◆ WHAT THE TASK REQUIRES
Can you reproduce, requests included, only the entries below, from the line containing "Identify a point for each instance of the white" down to the line containing "Identify a point for each instance of the neck", both included, with every coordinate in the answers multiplied by 0.5 and rounded to a whole number, halves rounding up?

----

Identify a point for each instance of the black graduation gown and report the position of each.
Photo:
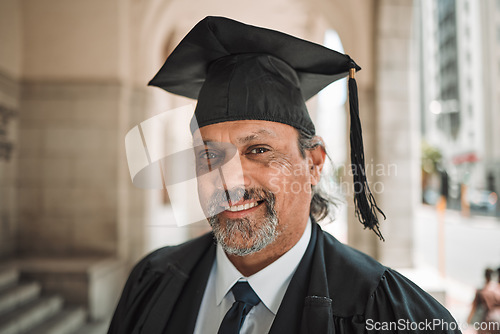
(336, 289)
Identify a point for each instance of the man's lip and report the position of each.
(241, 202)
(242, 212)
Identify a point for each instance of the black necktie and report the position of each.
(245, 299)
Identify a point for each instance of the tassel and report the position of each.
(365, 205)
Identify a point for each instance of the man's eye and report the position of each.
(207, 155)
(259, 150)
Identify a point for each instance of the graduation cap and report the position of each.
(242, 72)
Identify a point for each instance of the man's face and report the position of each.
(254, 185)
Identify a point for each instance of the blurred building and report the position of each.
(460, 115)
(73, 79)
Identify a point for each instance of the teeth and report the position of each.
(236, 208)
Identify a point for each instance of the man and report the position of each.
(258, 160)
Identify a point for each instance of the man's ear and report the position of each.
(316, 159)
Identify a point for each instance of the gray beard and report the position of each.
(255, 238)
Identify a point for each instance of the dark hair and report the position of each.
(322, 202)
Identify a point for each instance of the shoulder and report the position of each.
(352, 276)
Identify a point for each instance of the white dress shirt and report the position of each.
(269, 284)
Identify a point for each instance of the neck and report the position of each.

----

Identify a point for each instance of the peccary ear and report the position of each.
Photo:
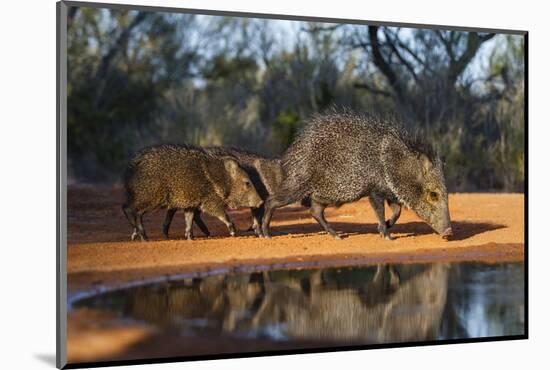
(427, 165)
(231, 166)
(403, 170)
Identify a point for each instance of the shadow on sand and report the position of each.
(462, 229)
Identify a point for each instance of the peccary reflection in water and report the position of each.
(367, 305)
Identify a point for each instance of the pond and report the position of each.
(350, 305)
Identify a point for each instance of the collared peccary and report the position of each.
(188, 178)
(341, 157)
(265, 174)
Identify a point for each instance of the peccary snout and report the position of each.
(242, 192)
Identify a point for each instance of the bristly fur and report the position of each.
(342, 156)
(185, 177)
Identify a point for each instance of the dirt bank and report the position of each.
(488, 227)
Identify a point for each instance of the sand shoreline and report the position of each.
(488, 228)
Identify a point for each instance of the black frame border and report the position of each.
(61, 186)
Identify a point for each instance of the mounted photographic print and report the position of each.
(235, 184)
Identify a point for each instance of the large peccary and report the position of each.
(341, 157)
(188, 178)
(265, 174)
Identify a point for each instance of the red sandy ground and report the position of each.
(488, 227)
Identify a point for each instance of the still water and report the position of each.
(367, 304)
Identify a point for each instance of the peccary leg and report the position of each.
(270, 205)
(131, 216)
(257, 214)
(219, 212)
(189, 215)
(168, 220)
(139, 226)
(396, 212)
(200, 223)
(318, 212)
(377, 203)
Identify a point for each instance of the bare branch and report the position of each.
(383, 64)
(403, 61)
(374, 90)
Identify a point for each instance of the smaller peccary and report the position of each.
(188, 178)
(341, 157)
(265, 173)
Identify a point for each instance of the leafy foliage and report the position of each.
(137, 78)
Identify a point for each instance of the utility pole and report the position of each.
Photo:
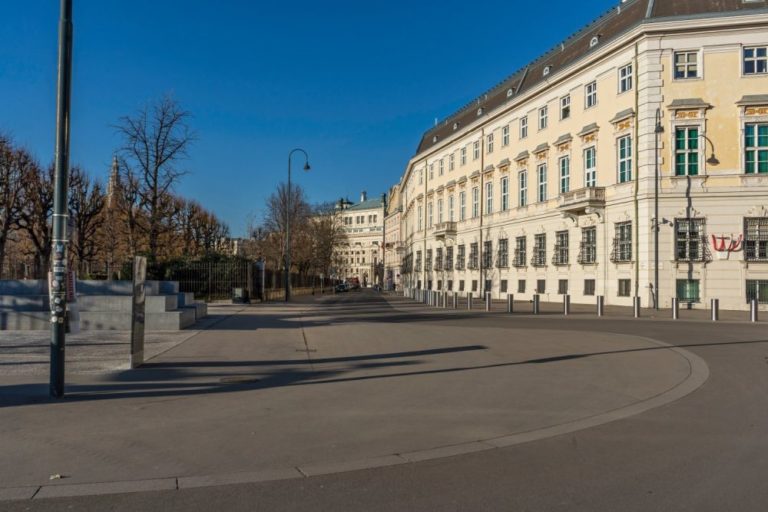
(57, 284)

----

◆ COMPLETED TASK
Identify a point for each instance of the white dress shirt and report the position of each.
(135, 142)
Identify a point for each instance of the neck and report the position of each.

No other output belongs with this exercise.